▶ **Passage to read**
╔══
The next event in the method of FIG. 3 occurs when a participant “B” requests control of the floor (block 52). The moderator may be alerted to this request in a variety of different ways, for example, via a visual indicator on a graphical user interface. Regardless of how the conference moderator becomes aware of the participant's request for floor control access, when the moderator acts upon this request and grants floor control to participant “B” (block 53), the following occurs. The moderator console (e.g., GUI) sends a message to the conference server, causing the server to implement the signaling required to take the endpoint device of participant “B” from a receive-only to a send & receive mode of operation. At the same time, the media channel of participant (endpoint) “A” is re-negotiated from send & receive to receive-only (block 54).

Practitioners in the art will appreciate that the method described above may be completely automated by the conferencing system in accordance with a floor control algorithm or floor control access system. In other words, it is not necessary that a conference moderator act to grant individual floor control access to participants on a continual basis.

By way of further example, FIG. 5 illustrates a graphical user interface (GUI) 71 associated with an application running on a PC of a conference moderator according to a specific implementation. GUI 71 includes respective floor request queue and active speaker fields 73 and 72, respectively. Floor request queue 73 is shown populated with the names of four participants (i.e., Ron Jones, Alice Smith, John Doe, and Sanjay Prasat) who have clicked a button on their endpoint devices to request floor control grant, i.e., active speaker, status. The one participant (Bill Johnson) shown in the active speaker field 72 represents the only endpoint that has a bidirectional media channel, meaning that the endpoint of the active speaker is both sending/receiving video packets to/from the media mixer. In one possible implementation of GUI 71, the conference moderator may click on a name in floor request queue 73 to make that person the new active speaker, thereby moving the current active speaker out of a field 72.

In accordance with another embodiment of the present invention, the conference server, upon detecting an active participant in the conference session, signals all non-active endpoints to suppress their video transmission towards the conference bridge (mixer) by setting the media direction parameter of those endpoints to receive-only. The mixer basically detects the one or more loudest speakers in the conference session and designates them the active speaker(s). The conferencing server then signals the non-active endpoints to suppress the video streaming output from the other endpoints to the mixer or conference bridge. As the active speaker status dynamically changes during a conference session, media channel characteristics of the various endpoints are appropriately renegotiated.
╚══
▶ **Aim**
Copy the floor control passage word for word, everything from "In accordance with another" down to "are appropriately renegotiated.".

Extracted data entries:
╔══
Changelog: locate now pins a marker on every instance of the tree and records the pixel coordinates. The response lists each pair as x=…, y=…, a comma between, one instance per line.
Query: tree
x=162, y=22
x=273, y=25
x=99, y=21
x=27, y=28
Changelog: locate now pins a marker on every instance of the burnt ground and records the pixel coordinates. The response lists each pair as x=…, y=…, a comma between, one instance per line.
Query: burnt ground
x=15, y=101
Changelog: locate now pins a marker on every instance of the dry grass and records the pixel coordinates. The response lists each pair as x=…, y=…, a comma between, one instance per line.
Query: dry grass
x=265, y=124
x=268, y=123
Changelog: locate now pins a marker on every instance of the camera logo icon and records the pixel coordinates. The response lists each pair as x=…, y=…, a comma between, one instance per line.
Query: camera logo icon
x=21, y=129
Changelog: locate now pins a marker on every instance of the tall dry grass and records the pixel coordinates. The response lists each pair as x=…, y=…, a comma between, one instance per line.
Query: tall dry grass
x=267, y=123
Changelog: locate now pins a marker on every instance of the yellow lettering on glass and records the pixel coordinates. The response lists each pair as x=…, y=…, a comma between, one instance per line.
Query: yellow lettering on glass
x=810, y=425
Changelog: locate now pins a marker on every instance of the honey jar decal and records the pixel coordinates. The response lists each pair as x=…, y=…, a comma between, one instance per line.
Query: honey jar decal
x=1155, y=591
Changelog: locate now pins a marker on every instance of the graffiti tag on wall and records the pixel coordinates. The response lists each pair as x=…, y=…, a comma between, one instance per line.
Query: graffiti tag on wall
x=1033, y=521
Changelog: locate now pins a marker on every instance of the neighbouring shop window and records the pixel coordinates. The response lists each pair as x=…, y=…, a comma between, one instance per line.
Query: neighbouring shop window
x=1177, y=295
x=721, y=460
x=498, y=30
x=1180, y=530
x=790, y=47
╚══
▶ **Exercise solution**
In accordance with another embodiment of the present invention, the conference server, upon detecting an active participant in the conference session, signals all non-active endpoints to suppress their video transmission towards the conference bridge (mixer) by setting the media direction parameter of those endpoints to receive-only. The mixer basically detects the one or more loudest speakers in the conference session and designates them the active speaker(s). The conferencing server then signals the non-active endpoints to suppress the video streaming output from the other endpoints to the mixer or conference bridge. As the active speaker status dynamically changes during a conference session, media channel characteristics of the various endpoints are appropriately renegotiated.